#### EXERCISE AIM
Give everything in the listing from the line containing "Label each person sledding" down to the line containing "[217,250,227,271]", both included, as a numbered list with blank lines left out and no other lines added.

#### Entries for bounding box labeling

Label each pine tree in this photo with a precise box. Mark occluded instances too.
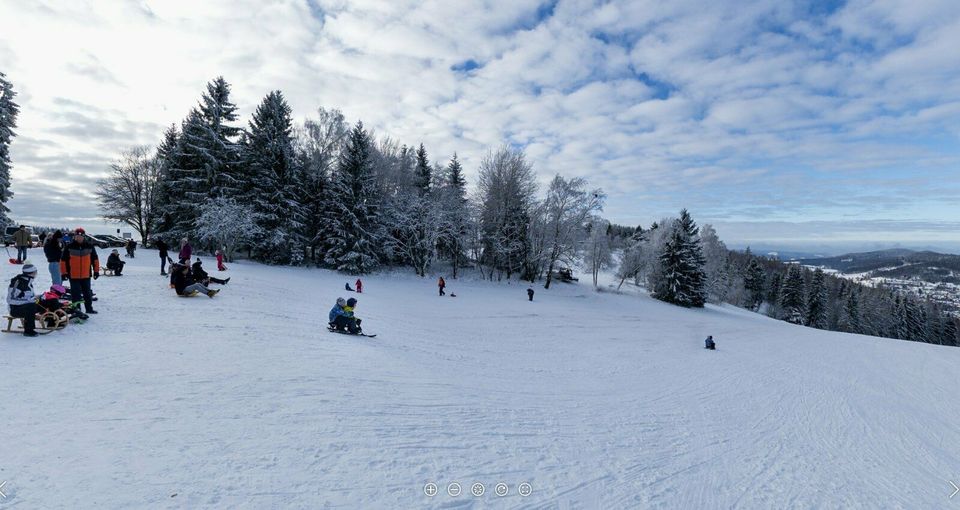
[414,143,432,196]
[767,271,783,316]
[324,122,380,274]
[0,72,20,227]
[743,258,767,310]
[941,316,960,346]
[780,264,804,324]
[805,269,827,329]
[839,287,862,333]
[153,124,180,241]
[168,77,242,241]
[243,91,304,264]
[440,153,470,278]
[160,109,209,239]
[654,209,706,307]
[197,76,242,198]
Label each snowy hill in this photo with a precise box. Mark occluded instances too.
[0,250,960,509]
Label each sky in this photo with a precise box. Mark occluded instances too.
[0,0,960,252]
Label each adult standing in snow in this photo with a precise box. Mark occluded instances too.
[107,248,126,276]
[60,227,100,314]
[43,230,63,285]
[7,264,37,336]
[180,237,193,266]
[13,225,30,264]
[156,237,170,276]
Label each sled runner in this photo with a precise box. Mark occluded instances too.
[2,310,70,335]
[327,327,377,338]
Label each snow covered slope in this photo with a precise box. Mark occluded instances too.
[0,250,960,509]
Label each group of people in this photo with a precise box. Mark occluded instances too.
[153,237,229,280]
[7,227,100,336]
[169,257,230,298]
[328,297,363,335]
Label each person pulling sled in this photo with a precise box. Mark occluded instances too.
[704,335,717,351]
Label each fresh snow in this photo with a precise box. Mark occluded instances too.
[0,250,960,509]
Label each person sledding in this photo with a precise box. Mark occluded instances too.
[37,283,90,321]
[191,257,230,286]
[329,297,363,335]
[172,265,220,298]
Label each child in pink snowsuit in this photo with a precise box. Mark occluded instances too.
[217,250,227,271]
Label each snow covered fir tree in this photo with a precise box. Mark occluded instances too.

* * *

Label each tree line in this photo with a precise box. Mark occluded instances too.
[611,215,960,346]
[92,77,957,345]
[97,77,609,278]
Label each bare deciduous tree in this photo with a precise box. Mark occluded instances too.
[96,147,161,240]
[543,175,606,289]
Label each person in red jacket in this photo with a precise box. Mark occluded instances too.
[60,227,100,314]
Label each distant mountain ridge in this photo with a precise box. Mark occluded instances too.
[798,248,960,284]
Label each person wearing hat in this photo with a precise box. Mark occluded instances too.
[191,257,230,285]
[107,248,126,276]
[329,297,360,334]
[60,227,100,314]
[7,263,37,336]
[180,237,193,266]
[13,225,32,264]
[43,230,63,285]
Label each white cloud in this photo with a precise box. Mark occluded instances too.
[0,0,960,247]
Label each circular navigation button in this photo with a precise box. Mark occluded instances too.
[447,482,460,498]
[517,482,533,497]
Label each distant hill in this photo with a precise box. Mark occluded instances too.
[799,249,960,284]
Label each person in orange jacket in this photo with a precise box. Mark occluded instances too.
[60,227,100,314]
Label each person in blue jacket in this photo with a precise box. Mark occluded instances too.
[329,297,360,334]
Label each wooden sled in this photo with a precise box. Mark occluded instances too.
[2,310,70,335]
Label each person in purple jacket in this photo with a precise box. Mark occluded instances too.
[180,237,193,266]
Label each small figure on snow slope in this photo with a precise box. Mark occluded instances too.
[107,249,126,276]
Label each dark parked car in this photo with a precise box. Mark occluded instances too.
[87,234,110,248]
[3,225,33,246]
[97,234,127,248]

#### RIGHT ANSWER
1. Label each person sledding in this photo with a precise box. Mark occluded instances too.
2. [37,283,90,321]
3. [191,257,230,286]
4. [329,297,363,335]
5. [172,265,220,298]
6. Label each child in pink snowsuit in this photo with a precise box. Mark occluded instances too.
7. [217,250,227,271]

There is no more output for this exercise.